Texte fourni:
Agréable réveil, dans la charmante ferme de Lulu, habitée d’une foison d’objets pleins d’âme. On reconnaît sous son toit le raffinemment et la simplicitié de notre ami.
C’est la première étape de nos vacances dans le Pays-Basque. Une escapade très attendue, qui va nous permettre de changer de paysages, d’aller à la rencontre d’une autre culture régionale forte, et de retrouver pour un temps le rythme de l’itinérance cycliste.
On passe avec Lulu deux jours sur un mode farniente, dont j’avais bien besoin. Les lieux sont très propices au repos, la présence de Lulu toujours très apaisante.
Premier jour de route. En prévision des fortes chaleurs, on part tôt. Un vrai régal. J’adore l’ambiance matinale. Immédiatement les paysages nous réjouissent. De colline en colline, on peut admirer une campagne préservée, et l’attirante chaîne des Pyrénées, qu’on approche par des chemins détournés, pour profiter des petites routes.
La pause méridienne se fait devant le château de Mauléon. Longue pause, en raison de la chaleur. C’est la canicule. Même en repartant à 18h, on transpire abondamment sur la seconde partie du chemin. Mais un spot de bivouac idéal s’offre à nous : auprès d’une rivière où on peut se baigner et laver nos vêtements.
La culture basque ne nous déçoit pas : elle est omniprésente. Sur chaque place publique un fronton de pelote ; les gens conversent en basque ; une affiche pour une course en espadrilles ; des toponymes, de nombreuses inscriptions en basque, et une signalétique routière bilingue, comme chez nous.
La population nous fait un accueil que je n’attendais pas si chaleureux. De grands sourires, des encouragements. Jusqu’ici on n’a pas croisé de cyclo-campeurs (alors qu’ils sont un nombre incroyable en Bretagne cette année) ; voilà qui contribue sans doute à expliquer ce prestige.
Dans la matinée, on atteint l’objectif du jour. Après une belle ascension, nous voilà bel et bien en montagne. On découpe les étapes à venir en fonction des possibilités de ravitaillement, qui s’amenuisent. Demain nous passerons un premier col. J’ai hâte : c’est souvent un émerveillement de voir un nouveau paysage s’ouvrir soudain, grandiose.
Pousser plus loin ce jour signifierait gravir le col. Les lieux sont escarpés : difficile d’y trouver un bivouac. Après une petite sieste et un tour du village, on préfère se poser au camping. Son ambiance nous convient, mais ça ne vaut pas le bivouac...
Chaque nuit — ou même dès le soir— l’orage gronde. Outre que ça nous ne laisse pas dormir aussi sereinement, ça complique l’organisation. (Pas très envie de piquer la tente sous des pluies torrentielles.)
Ce matin, on grimpe un premier col. Dans la brume, dommage. Mais l’idée d’élévation est quand-même bien là : j’aime beaucoup. D’autant qu’en haut la vue se dégage. Les crêtes semblent un archipel sur une mer de nuages : spectaculaire.

Consigne donnée 1: Recopiez fidèlement le récit de voyage, de « Dans la matinée, on » à « pas le bivouac... ».

[Liste des données]
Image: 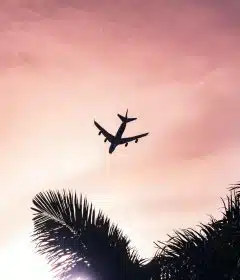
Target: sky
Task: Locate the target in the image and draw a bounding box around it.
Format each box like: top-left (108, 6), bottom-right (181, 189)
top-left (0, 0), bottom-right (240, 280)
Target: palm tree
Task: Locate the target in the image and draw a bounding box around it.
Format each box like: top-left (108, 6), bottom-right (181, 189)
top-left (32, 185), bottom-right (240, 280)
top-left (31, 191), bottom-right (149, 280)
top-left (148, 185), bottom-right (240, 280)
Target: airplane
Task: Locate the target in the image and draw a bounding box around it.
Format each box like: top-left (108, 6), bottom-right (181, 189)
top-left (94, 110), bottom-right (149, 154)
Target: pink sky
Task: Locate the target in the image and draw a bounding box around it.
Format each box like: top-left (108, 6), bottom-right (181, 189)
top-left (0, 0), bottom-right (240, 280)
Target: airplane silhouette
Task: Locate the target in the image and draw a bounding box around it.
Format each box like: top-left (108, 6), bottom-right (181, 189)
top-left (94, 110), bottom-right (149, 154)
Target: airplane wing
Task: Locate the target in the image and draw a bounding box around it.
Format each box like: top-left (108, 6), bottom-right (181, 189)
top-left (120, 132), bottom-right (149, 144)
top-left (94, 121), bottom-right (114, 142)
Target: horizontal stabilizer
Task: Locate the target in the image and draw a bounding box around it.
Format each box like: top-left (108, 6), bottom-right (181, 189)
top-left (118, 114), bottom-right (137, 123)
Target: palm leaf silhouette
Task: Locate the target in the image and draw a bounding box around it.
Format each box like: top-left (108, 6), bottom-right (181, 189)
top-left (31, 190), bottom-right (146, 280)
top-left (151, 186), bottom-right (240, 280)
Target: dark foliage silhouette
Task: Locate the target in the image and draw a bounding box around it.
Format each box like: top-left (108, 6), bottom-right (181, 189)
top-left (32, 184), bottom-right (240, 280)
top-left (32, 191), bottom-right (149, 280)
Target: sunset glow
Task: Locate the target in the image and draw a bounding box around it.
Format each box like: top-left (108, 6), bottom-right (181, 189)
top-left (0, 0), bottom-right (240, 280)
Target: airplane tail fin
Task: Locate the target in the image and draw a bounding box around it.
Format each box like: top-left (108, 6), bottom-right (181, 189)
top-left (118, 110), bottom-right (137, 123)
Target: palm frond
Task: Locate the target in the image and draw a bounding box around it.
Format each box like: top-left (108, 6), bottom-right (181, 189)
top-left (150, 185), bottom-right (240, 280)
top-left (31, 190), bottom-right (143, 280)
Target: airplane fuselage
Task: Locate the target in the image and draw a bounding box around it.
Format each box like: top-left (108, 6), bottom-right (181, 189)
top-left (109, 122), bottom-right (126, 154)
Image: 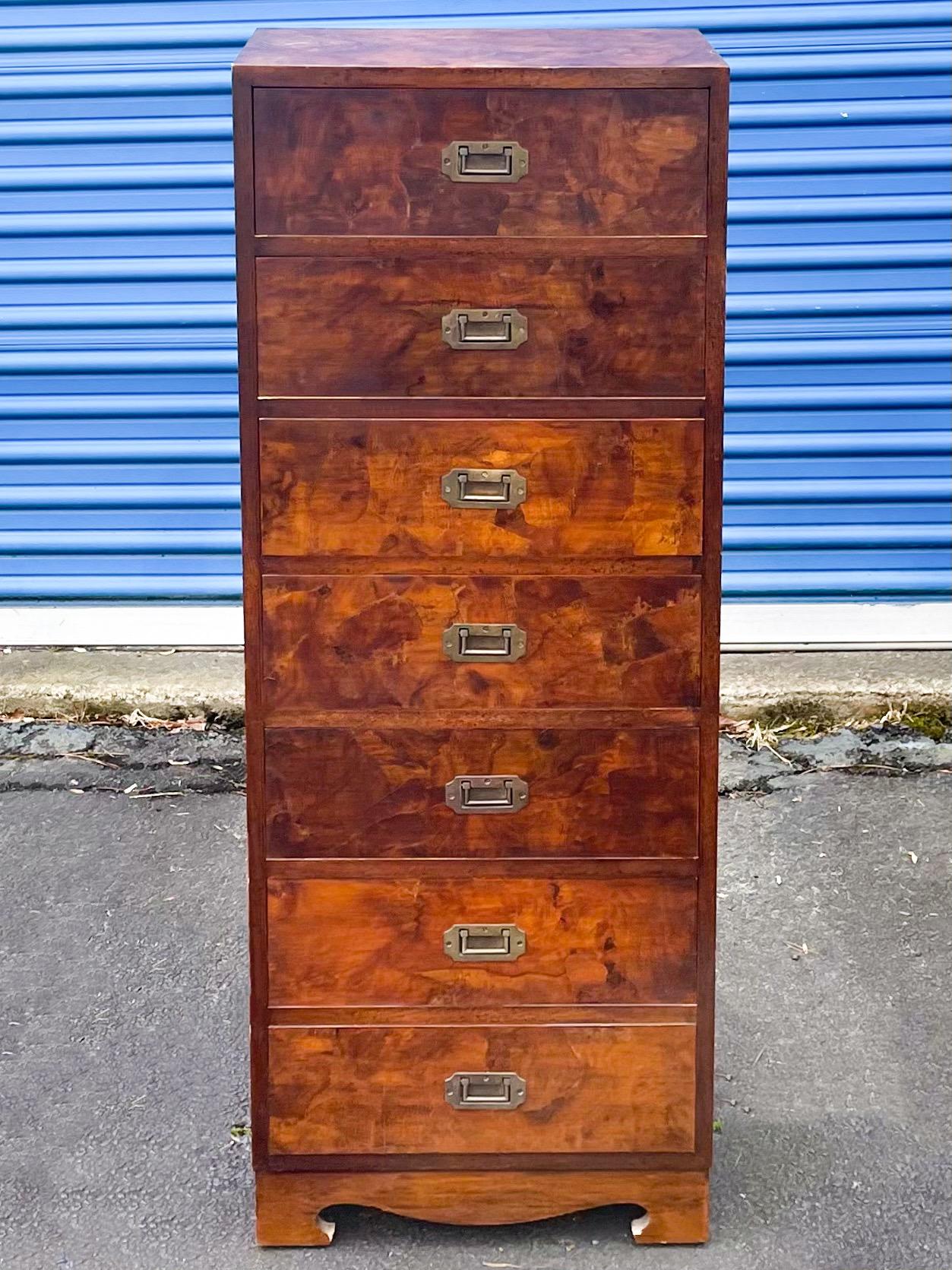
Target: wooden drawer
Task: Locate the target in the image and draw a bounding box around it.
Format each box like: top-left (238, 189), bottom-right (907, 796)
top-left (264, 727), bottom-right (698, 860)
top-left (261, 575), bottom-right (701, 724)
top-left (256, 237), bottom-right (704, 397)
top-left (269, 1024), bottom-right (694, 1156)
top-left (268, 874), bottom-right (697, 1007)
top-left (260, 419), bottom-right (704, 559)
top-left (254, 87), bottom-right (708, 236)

---

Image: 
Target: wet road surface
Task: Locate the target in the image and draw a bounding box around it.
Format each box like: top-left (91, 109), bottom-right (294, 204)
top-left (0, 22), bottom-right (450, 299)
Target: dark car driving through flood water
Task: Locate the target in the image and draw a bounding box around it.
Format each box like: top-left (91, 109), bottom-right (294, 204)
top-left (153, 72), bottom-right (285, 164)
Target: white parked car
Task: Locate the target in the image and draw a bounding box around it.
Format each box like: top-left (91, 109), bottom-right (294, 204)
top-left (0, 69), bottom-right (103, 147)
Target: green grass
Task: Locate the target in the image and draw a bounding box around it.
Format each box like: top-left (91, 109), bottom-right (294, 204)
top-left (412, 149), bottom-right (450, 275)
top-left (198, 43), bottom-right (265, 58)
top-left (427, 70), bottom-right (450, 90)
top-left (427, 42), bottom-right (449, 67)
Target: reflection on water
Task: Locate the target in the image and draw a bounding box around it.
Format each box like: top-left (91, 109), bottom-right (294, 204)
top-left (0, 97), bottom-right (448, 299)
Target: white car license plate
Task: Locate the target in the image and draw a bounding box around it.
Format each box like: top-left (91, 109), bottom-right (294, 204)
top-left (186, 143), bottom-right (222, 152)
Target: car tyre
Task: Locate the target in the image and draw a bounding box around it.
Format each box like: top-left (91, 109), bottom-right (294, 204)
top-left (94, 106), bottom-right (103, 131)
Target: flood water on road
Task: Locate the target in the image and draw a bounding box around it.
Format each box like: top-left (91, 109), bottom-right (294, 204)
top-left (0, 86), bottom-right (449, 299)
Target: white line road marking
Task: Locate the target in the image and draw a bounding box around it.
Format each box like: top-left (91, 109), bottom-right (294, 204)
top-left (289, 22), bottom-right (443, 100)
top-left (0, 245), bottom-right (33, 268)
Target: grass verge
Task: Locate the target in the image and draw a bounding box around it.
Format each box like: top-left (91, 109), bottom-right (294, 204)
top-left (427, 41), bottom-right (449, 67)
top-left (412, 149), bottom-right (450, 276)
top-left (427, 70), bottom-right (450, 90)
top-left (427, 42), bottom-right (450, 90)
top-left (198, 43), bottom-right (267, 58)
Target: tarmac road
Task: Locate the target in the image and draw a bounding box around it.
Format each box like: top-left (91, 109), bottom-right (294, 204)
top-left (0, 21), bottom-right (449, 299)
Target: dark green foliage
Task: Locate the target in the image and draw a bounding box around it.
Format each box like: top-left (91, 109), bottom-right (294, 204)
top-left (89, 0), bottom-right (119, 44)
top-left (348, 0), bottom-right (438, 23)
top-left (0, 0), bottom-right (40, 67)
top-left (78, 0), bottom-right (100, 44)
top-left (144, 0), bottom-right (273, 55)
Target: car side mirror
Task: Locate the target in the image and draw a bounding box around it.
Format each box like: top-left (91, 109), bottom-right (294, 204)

Consigne donnée 2: Dans les lignes de données, de la ligne contenant « Target: airplane silhouette » à la ligne contenant « top-left (151, 186), bottom-right (240, 280) », renommez « silhouette » en « outline ». Reproduisez uniquement ces lignes, sans aucune autre modification.

Réponse complète 1:
Dans la matinée, on atteint l’objectif du jour. Après une belle ascension, nous voilà bel et bien en montagne. On découpe les étapes à venir en fonction des possibilités de ravitaillement, qui s’amenuisent. Demain nous passerons un premier col. J’ai hâte : c’est souvent un émerveillement de voir un nouveau paysage s’ouvrir soudain, grandiose.
Pousser plus loin ce jour signifierait gravir le col. Les lieux sont escarpés : difficile d’y trouver un bivouac. Après une petite sieste et un tour du village, on préfère se poser au camping. Son ambiance nous convient, mais ça ne vaut pas le bivouac...

Réponse complète 2:
Target: airplane outline
Task: Locate the target in the image and draw a bounding box around it.
Format each box like: top-left (108, 6), bottom-right (181, 189)
top-left (94, 110), bottom-right (149, 154)
Target: airplane wing
Task: Locate the target in the image and draw a bounding box around it.
Format each box like: top-left (108, 6), bottom-right (181, 189)
top-left (120, 132), bottom-right (149, 144)
top-left (94, 121), bottom-right (114, 142)
Target: horizontal stabilizer
Task: Locate the target in the image and draw a bounding box around it.
Format each box like: top-left (108, 6), bottom-right (181, 189)
top-left (118, 114), bottom-right (137, 123)
Target: palm leaf outline
Task: Locate the target in the image and draw a bounding box around it.
Format each box like: top-left (108, 6), bottom-right (181, 189)
top-left (31, 190), bottom-right (146, 280)
top-left (151, 186), bottom-right (240, 280)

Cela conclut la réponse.